The lines to be extracted begin at the line containing "--target white cumulus cloud" and end at the last line of the data below; copy them exactly and leave out the pictures.

--- START OF DATA SUPPLIED ---

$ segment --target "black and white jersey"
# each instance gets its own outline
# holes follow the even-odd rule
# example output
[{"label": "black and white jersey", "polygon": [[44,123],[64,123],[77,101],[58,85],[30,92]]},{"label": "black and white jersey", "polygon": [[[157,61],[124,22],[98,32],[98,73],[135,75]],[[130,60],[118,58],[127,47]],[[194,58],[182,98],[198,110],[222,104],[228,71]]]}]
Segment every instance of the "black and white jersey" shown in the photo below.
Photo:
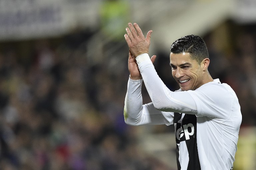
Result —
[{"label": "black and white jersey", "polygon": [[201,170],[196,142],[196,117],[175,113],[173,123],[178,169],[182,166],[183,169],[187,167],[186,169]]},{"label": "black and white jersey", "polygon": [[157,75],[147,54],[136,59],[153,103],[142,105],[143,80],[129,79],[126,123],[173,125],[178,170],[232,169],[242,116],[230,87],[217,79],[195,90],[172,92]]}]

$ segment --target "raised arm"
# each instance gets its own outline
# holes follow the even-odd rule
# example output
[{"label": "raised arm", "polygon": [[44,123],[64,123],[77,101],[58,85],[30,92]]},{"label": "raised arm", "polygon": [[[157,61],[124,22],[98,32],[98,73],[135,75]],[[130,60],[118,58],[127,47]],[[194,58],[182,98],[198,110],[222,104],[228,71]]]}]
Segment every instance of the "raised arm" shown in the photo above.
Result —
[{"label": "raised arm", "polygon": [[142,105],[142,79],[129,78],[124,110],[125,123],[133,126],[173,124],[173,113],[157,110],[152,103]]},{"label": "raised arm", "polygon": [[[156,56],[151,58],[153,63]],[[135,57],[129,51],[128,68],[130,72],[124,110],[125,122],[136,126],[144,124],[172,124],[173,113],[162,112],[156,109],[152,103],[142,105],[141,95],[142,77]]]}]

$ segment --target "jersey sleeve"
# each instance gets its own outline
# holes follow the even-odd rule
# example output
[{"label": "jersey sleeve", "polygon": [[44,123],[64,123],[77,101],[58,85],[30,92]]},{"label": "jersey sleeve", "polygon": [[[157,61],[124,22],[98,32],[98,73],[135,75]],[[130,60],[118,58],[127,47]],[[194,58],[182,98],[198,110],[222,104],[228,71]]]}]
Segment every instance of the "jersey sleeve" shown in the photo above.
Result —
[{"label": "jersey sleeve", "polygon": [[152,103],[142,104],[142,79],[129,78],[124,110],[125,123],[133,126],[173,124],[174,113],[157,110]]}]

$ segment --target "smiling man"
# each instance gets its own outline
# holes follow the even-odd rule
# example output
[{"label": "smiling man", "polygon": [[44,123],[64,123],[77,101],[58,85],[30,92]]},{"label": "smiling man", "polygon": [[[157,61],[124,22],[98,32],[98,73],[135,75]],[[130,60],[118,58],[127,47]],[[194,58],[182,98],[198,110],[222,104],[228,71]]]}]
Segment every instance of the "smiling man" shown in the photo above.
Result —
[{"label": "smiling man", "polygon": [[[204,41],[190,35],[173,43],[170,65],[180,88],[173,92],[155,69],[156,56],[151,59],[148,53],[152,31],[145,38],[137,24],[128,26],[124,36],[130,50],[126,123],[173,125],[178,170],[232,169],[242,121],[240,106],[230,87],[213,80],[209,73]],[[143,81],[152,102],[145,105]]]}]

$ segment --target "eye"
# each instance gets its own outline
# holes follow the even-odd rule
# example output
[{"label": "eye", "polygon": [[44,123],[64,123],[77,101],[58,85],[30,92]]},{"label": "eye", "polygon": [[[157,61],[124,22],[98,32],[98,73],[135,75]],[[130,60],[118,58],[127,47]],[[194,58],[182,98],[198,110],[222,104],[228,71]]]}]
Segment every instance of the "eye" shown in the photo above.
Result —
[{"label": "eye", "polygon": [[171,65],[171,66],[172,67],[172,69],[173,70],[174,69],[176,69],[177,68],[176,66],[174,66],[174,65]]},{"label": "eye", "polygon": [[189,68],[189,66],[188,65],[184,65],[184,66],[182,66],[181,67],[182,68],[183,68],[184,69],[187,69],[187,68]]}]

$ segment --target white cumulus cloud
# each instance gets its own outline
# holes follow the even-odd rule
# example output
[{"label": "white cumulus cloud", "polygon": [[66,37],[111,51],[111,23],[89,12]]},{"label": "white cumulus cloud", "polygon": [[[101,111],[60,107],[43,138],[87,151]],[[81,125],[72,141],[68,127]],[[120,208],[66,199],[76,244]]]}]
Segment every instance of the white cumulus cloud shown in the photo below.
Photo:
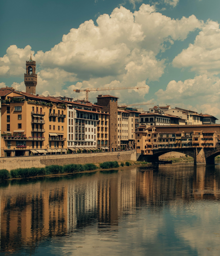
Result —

--- END OF DATA SUPPLIED ---

## RIGHT ANSWER:
$ segment --target white cumulus cloud
# each instance gets its own outline
# holes follow the even-odd rule
# example output
[{"label": "white cumulus cloud", "polygon": [[66,37],[111,51],[111,23],[89,12]]},{"label": "white cumulus cloud", "polygon": [[[101,111],[60,107],[43,138],[87,151]],[[81,125],[72,141],[68,127]],[[120,208],[66,199],[76,244]]]}]
Segment every instance of the white cumulus cloud shown in the photo below.
Photo:
Result —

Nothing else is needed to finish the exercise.